▸ Work item A:
Answer these questions from the excerpt on intra-abdominal pressure during laparoscopic surgery, each on its own line marked as the question is.
(i) In adults at an IAP of 14 mm Hg, by how much does compression of the inferior vena cava decrease venous inflow?
(ii) Which two levels of IAP did Sakka et al. compare in young children?
(iii) What is named as the main compensatory mechanism of cardiac output increase?
▸ Work item B:
Extend the excerpt on intra-abdominal pressure during laparoscopic surgery, starting after its last sentence.

▸ Excerpt provided:
━━━━━━━━

Still, in connection with the introduction of this method of treatment, an anesthesiologist, especially a pediatric one, faces a range of specific problems connected with support of the organism’s vital functions during the surgery [1].
Gas being pumped into the abdominal cavity proportionally raises the pressure inside it, which results in compression of the inferior vena cava and aorta. In particular, under the conditions of intra-abdominal pressure (IAP) of 14 mm Hg in adults the compression of the inferior vena cava causes the decrease of venous inflow by 20%. Kidney blood flow is also in direct correlation with IAP. Under the conditions of IAP of 20–25 mm Hg, used in adults during gynecological surgery, the decrease of renal flow and glomerular filtration can cause damage of kidney parenchyma [2]. Changes in the arterial system are characterized by the increase of peripheral vascular resistance as a result of squeezing of abdominal cavity arterial vessels, and activation of vasoactive substances (of the renin-angiotensin system), caused by reduction of kidney flow. As a result, the heart works in conditions of increased afterload and decreased preload. The main compensatory mechanism of cardiac output increase is the development of tachycardia [3].
In children the fluctuation of hemodynamics depends not only on the IAP value, but also on age. Sakka et al. performed transesophageal echocardiography (TEE) and hemodynamic assessment during laparoscopic herniotomies in young children at two different levels of IAP, 6 and 12 mm Hg. It was found that after the rise of IAP to 12 mm Hg the cardiac index (CI) decreased significantly. The following decrease of IAP to 6 mm Hg brought the CI back to the initial level [4].
The influence of a high level of IAP on the respiratory system is also very important. This can be explained by the elevation of the diaphragm and restriction of its mobility. As a result, lung compliance decreases, macro- and microatelectases appear in parts of lungs, functional residual lung capacity decreases, ventilation-perfusion problems progress, pulmonary bypass increases, and hypoxemia, hypoventilation, hypercapnia and respiratory acidosis develop [4, 5].

━━━━━━━━

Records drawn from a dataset
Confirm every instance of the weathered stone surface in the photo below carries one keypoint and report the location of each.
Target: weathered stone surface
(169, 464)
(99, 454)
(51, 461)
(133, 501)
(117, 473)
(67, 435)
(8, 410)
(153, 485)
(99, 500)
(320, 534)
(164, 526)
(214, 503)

━━━━━━━━

▸ Answer space A:
(i) By 20%.
(ii) 6 and 12 mm Hg.
(iii) The development of tachycardia.

▸ Answer space B:
It should be noted that modern medical literature offers wide coverage of problems of anesthesiological support in adults during laparoscopies. As far as children are concerned, these aspects are not covered sufficiently; namely, safe IAP levels as well as its influence on hemodynamics and breathing in children of different ages are not defined.
Aim
The objectives were to study the changes in the mechanics of respiration in children depending on the value of intra-abdominal pressure during laparoscopic procedures on inguinal hernias, and to compare the effects of different mechanical ventilation modes – pressure controlled (PCV) and volume controlled (VCV) ventilation – on the mechanics of respiration considering carboxyperitoneum conditions.
Material and methods
Fifty-two children aged 1–12 years undergoing laparoscopic surgery on inguinal hernias were randomly allocated to receive mechanical ventilation using either VCV (n = 24) or PCV (n = 28) mode. The study did not include children with respiratory and cardio-vascular system chronic diseases. According to the ASA scale, 44 patients were rated as ASA I and 8 as ASA II.
Anesthesiological support was performed by means of combined intravenous general anesthesia with myoplegia and trachea intubation. Mechanical ventilation (MV) and breathing mechanics monitoring was performed using “Leon” (Germany) anesthesia machines.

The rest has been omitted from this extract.